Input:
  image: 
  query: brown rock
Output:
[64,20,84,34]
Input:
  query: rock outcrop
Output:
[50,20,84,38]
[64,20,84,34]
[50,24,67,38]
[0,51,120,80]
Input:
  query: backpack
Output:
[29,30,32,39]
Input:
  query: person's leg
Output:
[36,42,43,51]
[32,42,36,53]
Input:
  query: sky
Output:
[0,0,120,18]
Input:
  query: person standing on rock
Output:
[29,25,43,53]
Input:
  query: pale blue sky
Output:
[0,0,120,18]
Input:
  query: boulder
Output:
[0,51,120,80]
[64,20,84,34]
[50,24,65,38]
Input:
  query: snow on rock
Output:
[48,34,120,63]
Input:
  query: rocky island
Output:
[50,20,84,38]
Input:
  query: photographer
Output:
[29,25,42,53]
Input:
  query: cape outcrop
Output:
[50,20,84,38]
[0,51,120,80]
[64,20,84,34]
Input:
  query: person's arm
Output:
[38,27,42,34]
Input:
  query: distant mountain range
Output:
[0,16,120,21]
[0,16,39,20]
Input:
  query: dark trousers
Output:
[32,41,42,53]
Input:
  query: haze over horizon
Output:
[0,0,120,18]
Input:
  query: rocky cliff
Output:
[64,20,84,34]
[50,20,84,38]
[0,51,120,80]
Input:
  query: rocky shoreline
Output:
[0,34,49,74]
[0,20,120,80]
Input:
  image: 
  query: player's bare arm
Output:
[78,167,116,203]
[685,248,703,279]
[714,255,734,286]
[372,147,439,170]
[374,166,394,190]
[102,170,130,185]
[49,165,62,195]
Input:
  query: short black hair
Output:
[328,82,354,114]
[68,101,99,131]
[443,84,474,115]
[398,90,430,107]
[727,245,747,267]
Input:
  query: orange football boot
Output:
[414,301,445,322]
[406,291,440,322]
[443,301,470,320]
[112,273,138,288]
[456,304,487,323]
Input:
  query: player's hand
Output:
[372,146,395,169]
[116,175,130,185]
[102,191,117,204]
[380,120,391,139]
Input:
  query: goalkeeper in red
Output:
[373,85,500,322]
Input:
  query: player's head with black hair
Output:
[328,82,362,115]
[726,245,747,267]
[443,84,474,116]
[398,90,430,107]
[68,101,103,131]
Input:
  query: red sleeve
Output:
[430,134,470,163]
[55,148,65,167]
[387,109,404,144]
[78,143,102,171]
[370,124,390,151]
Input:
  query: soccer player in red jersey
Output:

__Directive__.
Return all of the entries exactly as they were supplied.

__Full output__.
Input:
  image: 
  query: brown rock
Output:
[64,20,84,34]
Input:
  query: rock outcrop
Output:
[50,20,84,38]
[64,20,84,34]
[50,24,67,38]
[0,51,120,80]
Input:
  query: backpack
Output:
[29,30,32,39]
Input:
  query: person's leg
Output:
[36,42,43,51]
[32,42,36,53]
Input:
  query: sky
Output:
[0,0,120,18]
Input:
  query: person standing on rock
Output:
[29,25,43,53]
Input:
  query: pale blue sky
Output:
[0,0,120,18]
Input:
  query: boulder
Output:
[0,51,120,80]
[64,20,84,34]
[50,24,65,38]
Input:
  query: snow on rock
Output:
[48,34,120,63]
Input:
  query: rocky island
Output:
[50,20,84,38]
Input:
  query: photographer
Output:
[29,25,42,53]
Input:
  query: cape outcrop
Output:
[50,20,84,38]
[0,51,120,80]
[64,20,84,34]
Input:
  query: person's arm
Output:
[38,27,42,34]
Input:
  query: distant mountain range
Output:
[0,16,120,21]
[0,16,39,20]
Input:
  query: dark trousers
Output:
[32,41,42,53]
Input:
  query: haze over horizon
Output:
[0,0,120,18]
Input:
  query: rocky cliff
Output:
[64,20,84,34]
[50,20,84,38]
[0,51,120,80]
Input:
  query: rocky shoreline
Output:
[0,34,49,74]
[0,20,120,80]
Input:
  image: 
  query: player's bare arm
Output:
[78,167,116,203]
[685,248,703,279]
[714,255,734,286]
[372,147,439,170]
[374,166,394,190]
[102,170,130,185]
[49,165,62,195]
Input:
  query: short black hair
Output:
[328,82,354,114]
[68,101,99,131]
[443,84,474,115]
[398,90,430,107]
[727,245,747,267]
Input:
  query: orange football boot
Output:
[414,301,445,322]
[406,291,440,322]
[443,301,470,320]
[112,273,138,288]
[456,304,487,323]
Input:
  query: player's hand
Output:
[372,146,395,169]
[116,175,130,185]
[102,191,117,204]
[380,120,391,139]
Input:
  query: goalkeeper in red
Output:
[373,85,500,322]
Input:
  query: player's head with black hair
Output:
[328,82,362,115]
[726,245,747,267]
[443,84,474,116]
[398,90,430,107]
[68,101,103,131]
Input:
  query: red sleeve
Output:
[430,134,470,163]
[55,148,65,167]
[387,109,404,144]
[78,143,102,171]
[370,124,390,151]
Input:
  query: soccer player in red jersey
Output:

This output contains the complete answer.